> [WHAT TO PRODUCE] Report the lines of the data below that contain the string "tree".

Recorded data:
>>>
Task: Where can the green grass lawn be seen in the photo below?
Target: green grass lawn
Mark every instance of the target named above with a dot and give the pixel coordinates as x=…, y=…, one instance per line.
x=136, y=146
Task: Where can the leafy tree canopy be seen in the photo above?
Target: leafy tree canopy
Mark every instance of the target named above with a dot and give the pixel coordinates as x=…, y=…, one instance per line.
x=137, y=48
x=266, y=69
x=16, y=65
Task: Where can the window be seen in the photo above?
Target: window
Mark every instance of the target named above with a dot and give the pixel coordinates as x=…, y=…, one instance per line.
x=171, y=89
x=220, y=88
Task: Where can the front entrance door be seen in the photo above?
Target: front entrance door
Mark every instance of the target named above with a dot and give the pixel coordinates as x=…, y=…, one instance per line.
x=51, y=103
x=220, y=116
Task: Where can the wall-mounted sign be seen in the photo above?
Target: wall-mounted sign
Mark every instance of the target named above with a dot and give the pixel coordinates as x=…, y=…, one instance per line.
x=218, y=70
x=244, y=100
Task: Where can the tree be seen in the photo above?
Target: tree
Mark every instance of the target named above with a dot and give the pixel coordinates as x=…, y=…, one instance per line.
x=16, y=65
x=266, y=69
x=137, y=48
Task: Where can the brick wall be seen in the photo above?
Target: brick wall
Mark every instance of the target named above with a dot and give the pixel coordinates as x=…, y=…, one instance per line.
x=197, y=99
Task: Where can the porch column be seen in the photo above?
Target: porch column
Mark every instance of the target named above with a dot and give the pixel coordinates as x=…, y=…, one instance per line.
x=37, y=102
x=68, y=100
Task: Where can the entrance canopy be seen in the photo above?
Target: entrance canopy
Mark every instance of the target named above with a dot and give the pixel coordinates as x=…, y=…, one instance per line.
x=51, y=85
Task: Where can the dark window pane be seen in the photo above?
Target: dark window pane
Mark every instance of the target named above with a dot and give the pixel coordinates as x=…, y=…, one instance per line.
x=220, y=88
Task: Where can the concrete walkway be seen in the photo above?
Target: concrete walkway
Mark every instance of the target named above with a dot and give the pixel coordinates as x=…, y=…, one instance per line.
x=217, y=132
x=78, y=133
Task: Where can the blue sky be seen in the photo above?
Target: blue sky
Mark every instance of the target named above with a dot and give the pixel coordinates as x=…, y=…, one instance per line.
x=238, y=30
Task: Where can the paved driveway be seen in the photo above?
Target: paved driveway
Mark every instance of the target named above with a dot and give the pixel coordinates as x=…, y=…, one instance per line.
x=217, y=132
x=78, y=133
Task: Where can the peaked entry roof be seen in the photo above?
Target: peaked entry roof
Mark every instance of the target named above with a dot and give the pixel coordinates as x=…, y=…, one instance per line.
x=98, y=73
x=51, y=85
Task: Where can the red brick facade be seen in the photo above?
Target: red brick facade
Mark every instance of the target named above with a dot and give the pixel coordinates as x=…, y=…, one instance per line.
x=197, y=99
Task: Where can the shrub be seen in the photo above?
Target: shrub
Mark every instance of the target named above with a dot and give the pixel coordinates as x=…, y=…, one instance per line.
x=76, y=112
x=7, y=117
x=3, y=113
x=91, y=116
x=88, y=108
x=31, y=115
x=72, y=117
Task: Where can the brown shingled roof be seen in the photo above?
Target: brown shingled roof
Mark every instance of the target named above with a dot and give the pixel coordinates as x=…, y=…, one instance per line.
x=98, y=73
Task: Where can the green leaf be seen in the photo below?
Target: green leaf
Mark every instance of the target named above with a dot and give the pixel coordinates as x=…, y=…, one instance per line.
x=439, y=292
<<<
> [EXPECTED OUTPUT]
Task: Where can the leafy tree canopy be seen in the photo above?
Target: leafy tree canopy
Task: Where can the tree be seen in the photo above?
Target: tree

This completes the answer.